[[ Provided passage, beginning ]]
Despite the dark smoke from the burning tires, the warplanes have still been able to target civilian areas. Between Thursday and Friday, some 16 civilians, including four children, were killed by Syrian government and Russian airstrikes, according to the Syrian Observatory for Human Rights.
“It is more a form of civil disobedience and expression than actually being able to stop the planes,” said Ameen al-Halabi, a photographer working in eastern Aleppo.
The dense smoke has, however, been an inadvertent blessing for rebel fighters, who, without their own air force, are battling forces allied with the Syrian government on the ground while being targeted from the sky. With frontlines as narrow as 330 feet (100 meters), the smokescreens make it more difficult for warplanes and helicopters to target rebels on the ground, Halabi said.
“With the thickness of the smoke, they [the government] cannot see which position is manned by rebels and which by government forces,” Halabi said.
Rebels launched a new offensive on western government-held territories on Sunday in an attempt to break the siege on the eastern side. Clashes were ongoing into the end of the week, as government forces countered the short-lived rebel gains in the southwestern outskirts of Aleppo. As of Tuesday night, at least 40 civilians have been killed on both sides of the city, according to the Syrian Observatory for Human Rights.
— FSA News (@FSATruth) August 1, 2016
Last week was the worst for Aleppo’s hospitals since the beginning of the conflict in 2011, according to the global nonprofit Physicians for Human Rights (PHR). Syrian government forces launched six attacks on hospitals in and around Aleppo during the week of July 23, killing patients and further debilitating the city’s crumbling medical infrastructure.
“Destroying hospitals is tantamount to signing thousands of death warrants for people now stranded in eastern Aleppo,” said Widney Brown, PHR’s director of programs. “The bombings, the lack of humanitarian aid, and the failure of the United Nations to deliver any kind of assistance means the death toll may soon be catastrophic.”
Nearly 95 percent of the city’s doctors have fled, been killed or detained, with only 35 doctors left in the eastern side of the city.
[[ Provided passage, end ]]
[[ Dataset records, beginning ]]
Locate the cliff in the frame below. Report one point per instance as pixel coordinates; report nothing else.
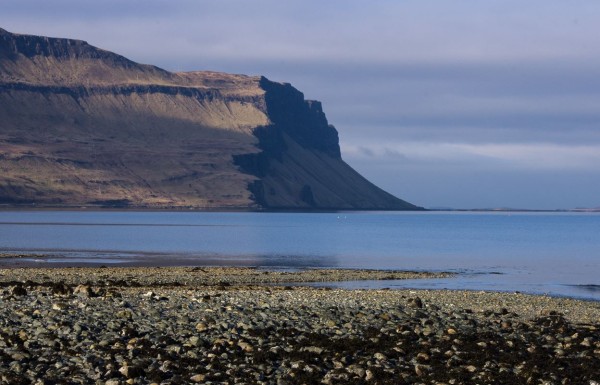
(80, 126)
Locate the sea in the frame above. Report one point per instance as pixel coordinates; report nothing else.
(550, 253)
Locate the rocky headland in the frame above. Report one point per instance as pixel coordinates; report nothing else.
(84, 127)
(219, 326)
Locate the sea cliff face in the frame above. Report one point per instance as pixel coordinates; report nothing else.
(80, 126)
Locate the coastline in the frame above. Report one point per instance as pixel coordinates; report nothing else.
(233, 325)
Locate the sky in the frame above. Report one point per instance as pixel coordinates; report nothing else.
(457, 103)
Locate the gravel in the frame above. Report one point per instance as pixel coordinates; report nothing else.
(168, 326)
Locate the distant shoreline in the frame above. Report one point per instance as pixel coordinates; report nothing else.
(24, 208)
(193, 325)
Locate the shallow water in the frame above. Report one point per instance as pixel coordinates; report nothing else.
(554, 253)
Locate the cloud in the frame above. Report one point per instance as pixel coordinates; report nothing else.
(436, 93)
(490, 156)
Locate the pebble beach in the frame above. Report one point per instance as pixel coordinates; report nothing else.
(248, 326)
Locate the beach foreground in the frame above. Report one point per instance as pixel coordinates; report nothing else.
(229, 325)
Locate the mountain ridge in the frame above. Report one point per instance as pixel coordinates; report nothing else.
(82, 126)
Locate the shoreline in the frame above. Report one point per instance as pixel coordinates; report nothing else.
(117, 326)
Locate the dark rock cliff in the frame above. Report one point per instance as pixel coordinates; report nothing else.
(80, 126)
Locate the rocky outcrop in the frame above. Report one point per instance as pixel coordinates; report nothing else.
(81, 126)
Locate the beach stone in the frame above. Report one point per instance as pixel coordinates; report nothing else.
(198, 378)
(415, 302)
(201, 327)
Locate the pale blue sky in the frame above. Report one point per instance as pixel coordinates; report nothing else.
(464, 104)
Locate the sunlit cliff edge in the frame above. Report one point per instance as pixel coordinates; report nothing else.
(80, 126)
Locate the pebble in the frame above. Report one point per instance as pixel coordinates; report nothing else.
(69, 327)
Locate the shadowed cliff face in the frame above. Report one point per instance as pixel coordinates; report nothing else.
(80, 126)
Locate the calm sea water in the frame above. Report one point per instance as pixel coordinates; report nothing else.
(553, 253)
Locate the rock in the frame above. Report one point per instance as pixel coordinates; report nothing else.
(18, 291)
(415, 302)
(245, 346)
(59, 306)
(201, 327)
(83, 291)
(312, 349)
(198, 378)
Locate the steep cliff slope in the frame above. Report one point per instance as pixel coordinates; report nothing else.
(81, 126)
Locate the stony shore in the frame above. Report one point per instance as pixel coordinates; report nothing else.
(220, 325)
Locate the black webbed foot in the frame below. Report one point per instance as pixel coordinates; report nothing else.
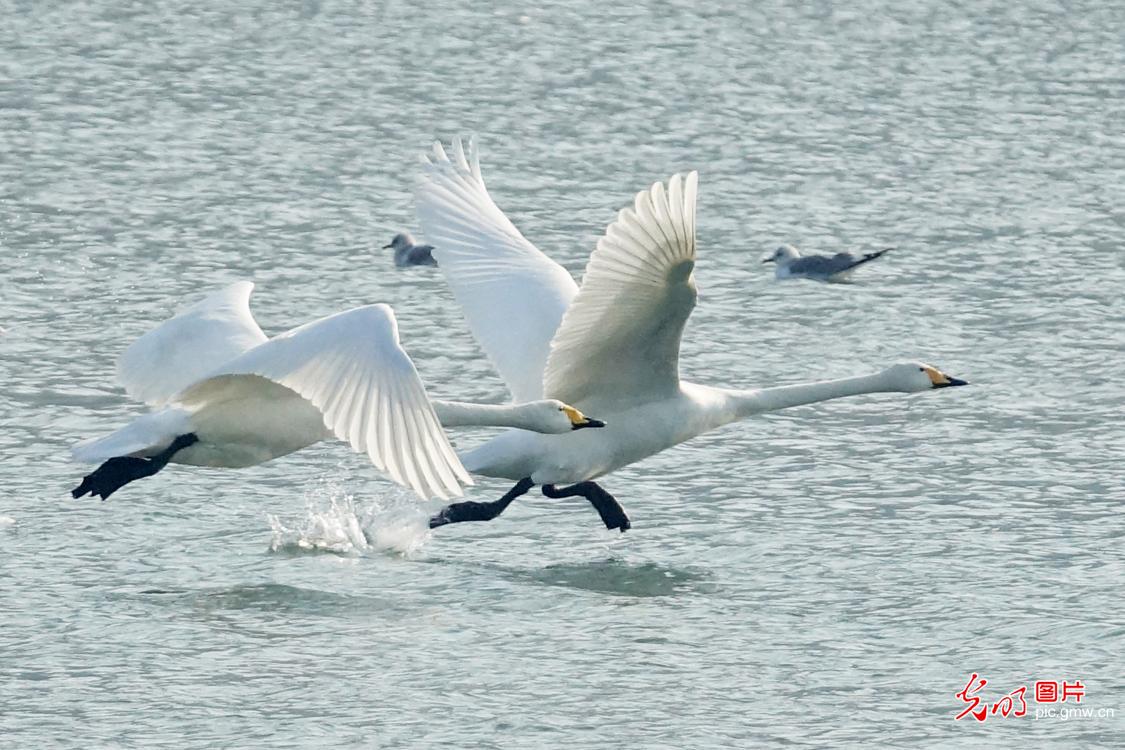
[[ Dataset records, end ]]
**Assignment**
Copy out the entire Aleppo news excerpt shown above, word for word.

**Answer box**
Despite the dark smoke from the burning tires, the warplanes have still been able to target civilian areas. Between Thursday and Friday, some 16 civilians, including four children, were killed by Syrian government and Russian airstrikes, according to the Syrian Observatory for Human Rights.
“It is more a form of civil disobedience and expression than actually being able to stop the planes,” said Ameen al-Halabi, a photographer working in eastern Aleppo.
The dense smoke has, however, been an inadvertent blessing for rebel fighters, who, without their own air force, are battling forces allied with the Syrian government on the ground while being targeted from the sky. With frontlines as narrow as 330 feet (100 meters), the smokescreens make it more difficult for warplanes and helicopters to target rebels on the ground, Halabi said.
“With the thickness of the smoke, they [the government] cannot see which position is manned by rebels and which by government forces,” Halabi said.
Rebels launched a new offensive on western government-held territories on Sunday in an attempt to break the siege on the eastern side. Clashes were ongoing into the end of the week, as government forces countered the short-lived rebel gains in the southwestern outskirts of Aleppo. As of Tuesday night, at least 40 civilians have been killed on both sides of the city, according to the Syrian Observatory for Human Rights.
— FSA News (@FSATruth) August 1, 2016
Last week was the worst for Aleppo’s hospitals since the beginning of the conflict in 2011, according to the global nonprofit Physicians for Human Rights (PHR). Syrian government forces launched six attacks on hospitals in and around Aleppo during the week of July 23, killing patients and further debilitating the city’s crumbling medical infrastructure.
“Destroying hospitals is tantamount to signing thousands of death warrants for people now stranded in eastern Aleppo,” said Widney Brown, PHR’s director of programs. “The bombings, the lack of humanitarian aid, and the failure of the United Nations to deliver any kind of assistance means the death toll may soon be catastrophic.”
Nearly 95 percent of the city’s doctors have fled, been killed or detained, with only 35 doctors left in the eastern side of the city.